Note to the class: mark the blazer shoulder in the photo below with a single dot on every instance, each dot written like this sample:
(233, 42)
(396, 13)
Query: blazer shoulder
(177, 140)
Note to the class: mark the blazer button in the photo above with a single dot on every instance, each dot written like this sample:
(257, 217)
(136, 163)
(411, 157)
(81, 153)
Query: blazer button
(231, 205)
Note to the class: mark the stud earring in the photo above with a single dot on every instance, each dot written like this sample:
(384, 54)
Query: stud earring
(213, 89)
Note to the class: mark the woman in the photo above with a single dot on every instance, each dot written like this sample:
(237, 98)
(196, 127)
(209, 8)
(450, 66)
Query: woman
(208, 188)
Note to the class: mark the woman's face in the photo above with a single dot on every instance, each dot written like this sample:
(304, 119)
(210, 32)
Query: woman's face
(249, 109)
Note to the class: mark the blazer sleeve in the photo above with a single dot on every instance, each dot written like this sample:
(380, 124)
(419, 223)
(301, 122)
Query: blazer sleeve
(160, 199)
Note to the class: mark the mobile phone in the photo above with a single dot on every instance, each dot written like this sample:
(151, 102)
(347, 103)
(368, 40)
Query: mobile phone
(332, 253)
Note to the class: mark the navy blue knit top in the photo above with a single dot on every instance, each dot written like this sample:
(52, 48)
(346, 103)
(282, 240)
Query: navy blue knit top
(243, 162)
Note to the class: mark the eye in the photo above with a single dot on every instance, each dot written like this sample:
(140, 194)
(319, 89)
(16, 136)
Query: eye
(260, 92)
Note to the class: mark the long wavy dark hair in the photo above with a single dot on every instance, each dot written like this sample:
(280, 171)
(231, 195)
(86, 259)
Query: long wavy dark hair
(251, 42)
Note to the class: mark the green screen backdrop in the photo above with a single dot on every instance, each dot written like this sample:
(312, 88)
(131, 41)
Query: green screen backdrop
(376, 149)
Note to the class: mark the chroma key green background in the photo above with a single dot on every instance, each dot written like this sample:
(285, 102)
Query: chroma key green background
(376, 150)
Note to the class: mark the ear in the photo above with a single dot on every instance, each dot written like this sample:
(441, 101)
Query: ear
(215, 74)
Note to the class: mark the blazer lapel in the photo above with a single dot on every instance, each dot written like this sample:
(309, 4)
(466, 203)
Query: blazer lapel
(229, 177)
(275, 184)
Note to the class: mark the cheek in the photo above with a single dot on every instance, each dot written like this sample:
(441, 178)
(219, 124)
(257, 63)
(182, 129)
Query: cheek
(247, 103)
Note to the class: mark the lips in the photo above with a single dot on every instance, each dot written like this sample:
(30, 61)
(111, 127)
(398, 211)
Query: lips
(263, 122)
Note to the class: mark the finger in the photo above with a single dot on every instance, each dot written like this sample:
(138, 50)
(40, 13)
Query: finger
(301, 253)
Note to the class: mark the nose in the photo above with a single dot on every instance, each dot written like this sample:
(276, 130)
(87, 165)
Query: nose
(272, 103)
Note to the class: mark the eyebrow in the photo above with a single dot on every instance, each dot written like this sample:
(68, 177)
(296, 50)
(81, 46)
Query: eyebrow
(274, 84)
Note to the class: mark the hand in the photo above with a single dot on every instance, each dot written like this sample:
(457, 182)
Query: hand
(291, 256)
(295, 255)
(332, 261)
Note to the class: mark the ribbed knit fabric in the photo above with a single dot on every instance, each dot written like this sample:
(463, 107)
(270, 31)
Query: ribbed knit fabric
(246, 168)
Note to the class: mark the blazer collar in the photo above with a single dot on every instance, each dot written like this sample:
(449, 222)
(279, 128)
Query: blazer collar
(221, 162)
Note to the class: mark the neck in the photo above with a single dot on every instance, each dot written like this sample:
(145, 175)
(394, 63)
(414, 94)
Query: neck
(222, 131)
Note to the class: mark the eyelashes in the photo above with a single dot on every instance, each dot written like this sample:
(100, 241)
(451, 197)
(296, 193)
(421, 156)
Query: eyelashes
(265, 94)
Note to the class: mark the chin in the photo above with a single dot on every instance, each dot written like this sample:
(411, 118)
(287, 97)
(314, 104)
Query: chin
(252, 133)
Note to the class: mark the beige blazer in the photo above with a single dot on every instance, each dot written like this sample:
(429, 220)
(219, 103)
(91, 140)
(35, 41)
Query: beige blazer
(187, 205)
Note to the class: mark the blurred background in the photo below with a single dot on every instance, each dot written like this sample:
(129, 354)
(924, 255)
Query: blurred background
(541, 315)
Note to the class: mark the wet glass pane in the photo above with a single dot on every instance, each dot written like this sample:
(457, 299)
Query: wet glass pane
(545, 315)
-------------------------
Put every line of the material above into a JSON list of strings, one string per line, with blank lines left out.

[
  "Note to the class: mark the blazer shoulder in the photo below with a single dot on every instance, each dot written like this sample:",
  "(233, 42)",
  "(396, 13)",
  "Query: blazer shoulder",
  "(177, 140)",
  "Note to the class: mark the blazer button in the photo above with a single dot on every instance, each dot written like this sample:",
  "(257, 217)",
  "(136, 163)",
  "(411, 157)",
  "(81, 153)",
  "Query: blazer button",
  "(231, 205)",
  "Note to the class: mark the stud earring in the photo above with a single dot on every instance, each dot written like this sample:",
  "(384, 54)",
  "Query: stud earring",
  "(213, 89)",
  "Note to the class: mark the woman in the photo above with a single dot on every instance, each dot written like this sample:",
  "(237, 98)",
  "(196, 127)",
  "(209, 8)",
  "(450, 66)",
  "Query: woman",
  "(208, 188)",
  "Note to the class: mark the woman's face in the photo above with a single dot on every instance, each dot written like this sample:",
  "(304, 119)",
  "(210, 32)",
  "Query: woman's face",
  "(249, 109)",
  "Note to the class: mark the blazer sleeve in the photo above with a single dot on every instance, each dot written like this sample:",
  "(380, 124)",
  "(419, 223)",
  "(301, 122)",
  "Query: blazer sleeve",
  "(160, 199)",
  "Note to the class: mark the mobile phone in the photo above with a single dot on every instance, each dot written like this sample:",
  "(151, 102)",
  "(347, 103)",
  "(368, 40)",
  "Query: mobile phone",
  "(332, 253)",
  "Note to the class: mark the navy blue knit top in the photo above with a single dot on every instance, each dot written like this sample:",
  "(52, 48)",
  "(346, 103)",
  "(282, 240)",
  "Query: navy blue knit top",
  "(243, 162)",
  "Note to the class: mark the eye in the photo above with a single dot on every instance, each dot written like this sample:",
  "(140, 194)",
  "(319, 89)",
  "(16, 136)",
  "Query: eye",
  "(260, 92)",
  "Note to the class: mark the long wavy dark hair in the photo above with a single dot on every instance, each dot written like this sample:",
  "(280, 171)",
  "(231, 195)",
  "(86, 259)",
  "Query: long wavy dark hair",
  "(251, 42)",
  "Note to the class: mark the green screen backdrop in the photo above with a single dot on every instance, each dot written like this sample:",
  "(312, 88)",
  "(131, 41)",
  "Query: green screen backdrop",
  "(376, 149)",
  "Note to the class: mark the chroma key green background in the photo above with a single dot on every instance, each dot written like this sample:",
  "(285, 102)",
  "Query: chroma key green background",
  "(376, 150)",
  "Note to the class: mark the ear in the photo above with a single dot on every instance, each dot written like this sample:",
  "(441, 101)",
  "Query: ear",
  "(215, 74)",
  "Note to the class: mark the blazer lapel in the photo above with a single dot on every instance, each dot written like this sample:",
  "(309, 4)",
  "(466, 203)",
  "Query: blazer lapel",
  "(229, 177)",
  "(275, 184)",
  "Note to the class: mark the cheek in the photo above with a single dot on every instance, each dot written like this sample:",
  "(441, 178)",
  "(219, 124)",
  "(257, 63)",
  "(182, 129)",
  "Query: cheek",
  "(247, 103)",
  "Note to the class: mark the lips in the photo above with a single dot on every instance, each dot written like this sample:",
  "(30, 61)",
  "(111, 127)",
  "(398, 211)",
  "Query: lips",
  "(263, 122)",
  "Note to the class: mark the finger in the photo above with a single dot on every instance, each dot written like this sample:",
  "(138, 50)",
  "(40, 13)",
  "Query: finger",
  "(301, 253)",
  "Note to the class: mark the nose in the photo above with a single dot on every instance, each dot written like this sample:",
  "(276, 130)",
  "(87, 165)",
  "Query: nose",
  "(272, 103)",
  "Note to the class: mark the eyebrow in the photo above with a single dot on every instance, each dot written like this sample:",
  "(68, 177)",
  "(296, 50)",
  "(81, 46)",
  "Query: eyebrow",
  "(274, 84)",
  "Note to the class: mark the hand in the photo above with a single dot on every instance, each dot written like this sample:",
  "(457, 182)",
  "Query: hand",
  "(291, 256)",
  "(295, 255)",
  "(332, 261)",
  "Note to the class: mark the ribbed knit fabric in the photo above with a single dot on every instance, each dot written like this sample:",
  "(463, 107)",
  "(270, 31)",
  "Query: ribbed knit fabric",
  "(246, 168)",
  "Note to the class: mark the blazer collar in the photo above with a single dot on every instance, each dot written like this sample:",
  "(449, 222)",
  "(279, 128)",
  "Query: blazer collar",
  "(221, 162)",
  "Note to the class: mark the neck in the photo above with a single dot on every instance, each dot written like this sample:",
  "(145, 175)",
  "(394, 63)",
  "(414, 94)",
  "Query: neck",
  "(222, 131)",
  "Note to the class: mark the eyelashes in the photo above with a single dot on every instance, each dot written like this sample:",
  "(100, 241)",
  "(451, 197)",
  "(296, 193)",
  "(421, 156)",
  "Query: eyelashes",
  "(265, 94)",
  "Note to the class: mark the chin in the photo above with a single dot on every instance, each dot written like this sample:",
  "(411, 118)",
  "(287, 97)",
  "(314, 104)",
  "Query: chin",
  "(252, 133)",
  "Note to the class: mark the beige blazer in the photo above with a single dot on every instance, each dot written like this sample:",
  "(429, 220)",
  "(219, 103)",
  "(91, 140)",
  "(35, 41)",
  "Query: beige blazer",
  "(187, 205)",
  "Note to the class: mark the blurred background in the photo below with a single dot on every instance, each dot written like this sample:",
  "(129, 354)",
  "(924, 255)",
  "Query: blurred background",
  "(541, 315)",
  "Note to the class: mark the wet glass pane in the photo above with a single dot on every instance, each dot written like this sample:",
  "(457, 299)",
  "Query: wet glass pane",
  "(545, 315)"
]